--- Selected excerpt ---
Qwen3-1.8B Semantic ID Baseline (New Data, 2048 seq)

Overview

Qwen3-1.8B fully fine-tuned for generative product recommendation via Semantic IDs. Trained on new pipeline data (63K items, 4.7M conversations). This is the baseline model (0% general data mixing) for the H2 experiment comparing the effect of reasoning data mixing.

Training

Stage 1: Vocabulary Expansion

Stage 2: Full Fine-tuning

  • Dataset: 4,719,994 SID conversations (Amazon Pet Supplies)
  • General data: None (0% — baseline)
  • Epochs: 3
  • Final loss: 1.687
  • LR: 2×10⁻⁵, cosine with min LR (0.2×peak)
  • Warmup: 3%
  • Optimizer: adamw_8bit
  • Batch: 16 × 8 = 128 effective
  • Max seq length: 2048
  • Packing: yes (custom greedy bin-packing)
  • Gradient checkpointing: yes
  • torch.compile: no
  • Instruction masking: yes (loss only on assistant responses)

--- Dataset extract ---
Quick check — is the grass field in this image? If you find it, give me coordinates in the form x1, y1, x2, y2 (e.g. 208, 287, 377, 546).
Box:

--- Work to complete ---
**1.** From the Semantic ID baseline write-up, list every Stage 2 setting whose value is given as "yes".
**2.** Which optimizer does the Semantic ID baseline write-up report for full fine-tuning?

--- Answers to the exercises ---
**1.** Packing, gradient checkpointing, and instruction masking.

**2.** adamw_8bit